**EXERCISE PROMPT**
Express the lines below, from the first one through the line containing "[545,55,811,371]", as a JSON list of strings with one string per line and blank lines left out.

-- BEGIN INPUT ROWS --

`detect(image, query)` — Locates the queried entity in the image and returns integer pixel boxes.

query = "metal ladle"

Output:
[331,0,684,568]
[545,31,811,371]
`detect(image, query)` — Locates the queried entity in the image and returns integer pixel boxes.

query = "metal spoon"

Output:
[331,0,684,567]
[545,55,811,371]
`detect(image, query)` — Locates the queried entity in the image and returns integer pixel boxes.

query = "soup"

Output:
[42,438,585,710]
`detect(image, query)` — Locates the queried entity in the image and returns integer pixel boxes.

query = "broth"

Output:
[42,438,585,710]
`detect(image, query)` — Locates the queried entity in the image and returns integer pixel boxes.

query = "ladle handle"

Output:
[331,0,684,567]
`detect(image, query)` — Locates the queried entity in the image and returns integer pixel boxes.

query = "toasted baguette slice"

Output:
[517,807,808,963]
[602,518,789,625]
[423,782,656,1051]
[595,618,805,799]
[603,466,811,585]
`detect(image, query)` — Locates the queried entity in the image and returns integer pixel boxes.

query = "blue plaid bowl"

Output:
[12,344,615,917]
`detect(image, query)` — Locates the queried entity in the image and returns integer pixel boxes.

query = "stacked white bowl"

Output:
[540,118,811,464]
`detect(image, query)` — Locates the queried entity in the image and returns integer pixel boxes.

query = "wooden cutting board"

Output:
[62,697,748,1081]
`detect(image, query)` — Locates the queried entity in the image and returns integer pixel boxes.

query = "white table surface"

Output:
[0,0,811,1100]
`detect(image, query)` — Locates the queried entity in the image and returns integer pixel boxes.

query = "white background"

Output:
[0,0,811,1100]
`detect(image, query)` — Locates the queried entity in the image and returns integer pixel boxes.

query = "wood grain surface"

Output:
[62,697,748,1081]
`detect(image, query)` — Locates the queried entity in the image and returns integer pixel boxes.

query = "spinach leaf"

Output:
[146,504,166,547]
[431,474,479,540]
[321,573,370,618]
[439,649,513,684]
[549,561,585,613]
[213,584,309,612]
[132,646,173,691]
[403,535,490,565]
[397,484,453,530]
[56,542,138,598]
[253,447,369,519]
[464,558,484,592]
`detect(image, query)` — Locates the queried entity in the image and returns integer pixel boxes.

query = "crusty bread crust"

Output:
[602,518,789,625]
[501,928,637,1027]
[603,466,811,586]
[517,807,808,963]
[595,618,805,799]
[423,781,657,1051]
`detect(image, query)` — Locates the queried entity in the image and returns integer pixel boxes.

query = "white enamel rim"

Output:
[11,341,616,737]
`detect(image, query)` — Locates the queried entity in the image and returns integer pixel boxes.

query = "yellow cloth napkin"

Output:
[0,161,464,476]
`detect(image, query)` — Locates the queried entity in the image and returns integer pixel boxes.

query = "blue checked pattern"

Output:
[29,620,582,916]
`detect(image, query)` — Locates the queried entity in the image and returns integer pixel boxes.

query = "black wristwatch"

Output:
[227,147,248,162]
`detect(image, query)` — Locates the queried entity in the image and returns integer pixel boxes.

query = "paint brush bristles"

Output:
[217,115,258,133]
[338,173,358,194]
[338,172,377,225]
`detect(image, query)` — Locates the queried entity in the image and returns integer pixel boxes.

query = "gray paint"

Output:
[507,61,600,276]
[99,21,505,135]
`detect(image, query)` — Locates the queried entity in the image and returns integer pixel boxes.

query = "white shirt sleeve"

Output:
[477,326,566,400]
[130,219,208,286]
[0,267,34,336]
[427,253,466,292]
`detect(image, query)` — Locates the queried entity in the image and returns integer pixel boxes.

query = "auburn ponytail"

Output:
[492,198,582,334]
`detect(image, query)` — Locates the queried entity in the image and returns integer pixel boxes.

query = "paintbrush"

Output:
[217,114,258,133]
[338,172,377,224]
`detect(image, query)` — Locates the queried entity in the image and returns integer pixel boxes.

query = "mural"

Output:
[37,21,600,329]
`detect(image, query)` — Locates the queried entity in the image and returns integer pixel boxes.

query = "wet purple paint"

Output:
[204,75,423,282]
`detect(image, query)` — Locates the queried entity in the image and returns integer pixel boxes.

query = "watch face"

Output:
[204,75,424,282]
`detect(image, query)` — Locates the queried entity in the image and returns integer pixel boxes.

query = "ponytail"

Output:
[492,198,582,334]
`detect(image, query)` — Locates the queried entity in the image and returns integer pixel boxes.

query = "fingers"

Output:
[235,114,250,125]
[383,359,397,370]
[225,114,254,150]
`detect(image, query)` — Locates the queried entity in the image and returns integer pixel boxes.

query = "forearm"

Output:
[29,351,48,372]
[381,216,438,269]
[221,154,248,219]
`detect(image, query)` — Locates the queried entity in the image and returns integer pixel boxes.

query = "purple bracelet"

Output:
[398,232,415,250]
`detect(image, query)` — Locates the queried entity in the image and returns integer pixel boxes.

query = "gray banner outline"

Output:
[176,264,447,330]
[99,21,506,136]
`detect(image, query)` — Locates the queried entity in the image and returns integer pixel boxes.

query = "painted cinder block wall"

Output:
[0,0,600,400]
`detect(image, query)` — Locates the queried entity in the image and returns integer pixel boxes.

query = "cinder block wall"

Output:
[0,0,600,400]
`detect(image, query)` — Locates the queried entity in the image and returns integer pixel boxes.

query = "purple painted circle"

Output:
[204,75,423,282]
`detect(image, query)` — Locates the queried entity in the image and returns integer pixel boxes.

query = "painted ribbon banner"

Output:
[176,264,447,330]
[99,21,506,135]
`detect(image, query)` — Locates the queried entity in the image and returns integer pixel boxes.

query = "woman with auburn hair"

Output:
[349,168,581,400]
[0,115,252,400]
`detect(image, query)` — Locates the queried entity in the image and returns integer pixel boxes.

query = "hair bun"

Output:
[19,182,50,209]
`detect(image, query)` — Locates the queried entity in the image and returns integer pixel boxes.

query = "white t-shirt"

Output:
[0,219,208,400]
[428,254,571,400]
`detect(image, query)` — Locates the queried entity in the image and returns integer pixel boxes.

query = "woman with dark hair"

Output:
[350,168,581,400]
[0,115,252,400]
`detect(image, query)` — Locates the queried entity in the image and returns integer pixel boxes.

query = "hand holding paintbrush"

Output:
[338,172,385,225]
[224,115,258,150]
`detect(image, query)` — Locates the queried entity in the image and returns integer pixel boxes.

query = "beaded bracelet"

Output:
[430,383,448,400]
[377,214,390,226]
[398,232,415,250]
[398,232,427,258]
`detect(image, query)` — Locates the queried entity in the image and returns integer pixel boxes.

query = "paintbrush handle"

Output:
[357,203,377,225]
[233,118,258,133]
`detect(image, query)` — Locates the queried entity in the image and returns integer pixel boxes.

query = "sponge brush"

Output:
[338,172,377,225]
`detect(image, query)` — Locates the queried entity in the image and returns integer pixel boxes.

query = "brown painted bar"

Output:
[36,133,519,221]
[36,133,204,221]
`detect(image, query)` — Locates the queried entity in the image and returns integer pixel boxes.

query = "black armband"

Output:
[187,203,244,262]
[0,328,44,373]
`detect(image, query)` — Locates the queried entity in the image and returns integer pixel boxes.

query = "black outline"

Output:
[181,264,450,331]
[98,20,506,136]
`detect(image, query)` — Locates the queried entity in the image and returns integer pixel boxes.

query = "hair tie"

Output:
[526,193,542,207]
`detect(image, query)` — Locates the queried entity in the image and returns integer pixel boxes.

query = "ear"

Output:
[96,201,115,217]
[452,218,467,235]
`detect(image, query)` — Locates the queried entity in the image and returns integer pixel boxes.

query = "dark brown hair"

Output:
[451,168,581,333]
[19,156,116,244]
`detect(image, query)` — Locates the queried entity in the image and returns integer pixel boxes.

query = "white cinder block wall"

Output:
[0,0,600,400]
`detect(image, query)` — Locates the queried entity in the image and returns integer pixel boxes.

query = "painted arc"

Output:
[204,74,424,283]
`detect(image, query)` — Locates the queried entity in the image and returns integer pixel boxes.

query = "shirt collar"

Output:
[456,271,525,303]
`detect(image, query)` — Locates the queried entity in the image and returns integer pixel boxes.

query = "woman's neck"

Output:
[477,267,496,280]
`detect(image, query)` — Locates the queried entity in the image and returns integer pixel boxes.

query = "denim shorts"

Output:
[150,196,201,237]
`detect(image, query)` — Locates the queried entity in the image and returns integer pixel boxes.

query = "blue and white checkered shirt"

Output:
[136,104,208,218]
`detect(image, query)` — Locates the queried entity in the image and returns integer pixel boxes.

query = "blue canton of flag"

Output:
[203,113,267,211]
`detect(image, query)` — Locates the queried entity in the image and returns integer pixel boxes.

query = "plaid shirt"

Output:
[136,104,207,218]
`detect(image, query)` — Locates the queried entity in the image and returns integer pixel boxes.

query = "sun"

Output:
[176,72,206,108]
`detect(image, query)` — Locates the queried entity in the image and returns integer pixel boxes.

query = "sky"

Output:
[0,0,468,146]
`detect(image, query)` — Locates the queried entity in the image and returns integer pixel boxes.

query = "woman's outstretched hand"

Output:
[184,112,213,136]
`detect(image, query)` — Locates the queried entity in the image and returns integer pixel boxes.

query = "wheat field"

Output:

-- END INPUT ROWS --

**EXERCISE SOLUTION**
[
  "`detect(image, query)` — Locates the queried entity in the image and returns integer pixel boxes.",
  "query = \"metal ladle\"",
  "Output:",
  "[331,0,684,568]",
  "[545,31,811,371]",
  "`detect(image, query)` — Locates the queried entity in the image and returns integer pixel boxes.",
  "query = \"metal spoon\"",
  "Output:",
  "[331,0,684,567]",
  "[545,55,811,371]"
]